Natural language region descriptions
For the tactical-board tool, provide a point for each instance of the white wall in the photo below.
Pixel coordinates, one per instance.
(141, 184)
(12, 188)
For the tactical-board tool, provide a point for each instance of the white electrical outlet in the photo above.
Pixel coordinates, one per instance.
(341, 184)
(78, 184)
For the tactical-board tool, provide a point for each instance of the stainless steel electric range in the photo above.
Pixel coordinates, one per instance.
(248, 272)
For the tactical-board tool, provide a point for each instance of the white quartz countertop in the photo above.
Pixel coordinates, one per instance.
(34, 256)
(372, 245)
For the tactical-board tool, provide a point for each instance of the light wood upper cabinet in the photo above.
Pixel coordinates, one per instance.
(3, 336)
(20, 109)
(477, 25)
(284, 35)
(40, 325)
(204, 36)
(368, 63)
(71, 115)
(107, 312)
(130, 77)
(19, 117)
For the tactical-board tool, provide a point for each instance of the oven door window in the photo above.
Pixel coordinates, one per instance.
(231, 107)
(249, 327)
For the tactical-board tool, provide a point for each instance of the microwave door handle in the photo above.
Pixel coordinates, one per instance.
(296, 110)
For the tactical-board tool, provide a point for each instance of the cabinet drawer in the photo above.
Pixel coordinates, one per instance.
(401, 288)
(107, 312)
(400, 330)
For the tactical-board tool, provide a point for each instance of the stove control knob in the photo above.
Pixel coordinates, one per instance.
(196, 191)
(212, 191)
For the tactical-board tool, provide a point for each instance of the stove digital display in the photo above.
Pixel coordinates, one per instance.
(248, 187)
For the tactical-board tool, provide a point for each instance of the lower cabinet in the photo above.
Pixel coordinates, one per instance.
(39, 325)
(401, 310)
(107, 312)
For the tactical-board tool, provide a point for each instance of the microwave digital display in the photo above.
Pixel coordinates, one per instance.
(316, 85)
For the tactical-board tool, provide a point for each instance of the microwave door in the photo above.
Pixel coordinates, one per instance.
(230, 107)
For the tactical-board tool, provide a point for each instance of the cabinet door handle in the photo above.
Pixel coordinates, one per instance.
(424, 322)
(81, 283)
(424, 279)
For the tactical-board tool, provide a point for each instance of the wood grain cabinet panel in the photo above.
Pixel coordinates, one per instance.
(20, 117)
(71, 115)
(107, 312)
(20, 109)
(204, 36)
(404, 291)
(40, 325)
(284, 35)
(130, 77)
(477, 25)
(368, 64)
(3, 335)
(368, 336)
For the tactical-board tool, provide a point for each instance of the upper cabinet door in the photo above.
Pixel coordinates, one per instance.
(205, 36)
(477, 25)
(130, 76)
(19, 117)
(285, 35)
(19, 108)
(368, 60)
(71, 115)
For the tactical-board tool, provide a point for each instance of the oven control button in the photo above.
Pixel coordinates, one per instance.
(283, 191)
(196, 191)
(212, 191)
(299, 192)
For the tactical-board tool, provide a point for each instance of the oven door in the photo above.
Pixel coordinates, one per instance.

Directions
Going through the entries above, count the lines that have the word "display" and state that count alone.

Answer box
2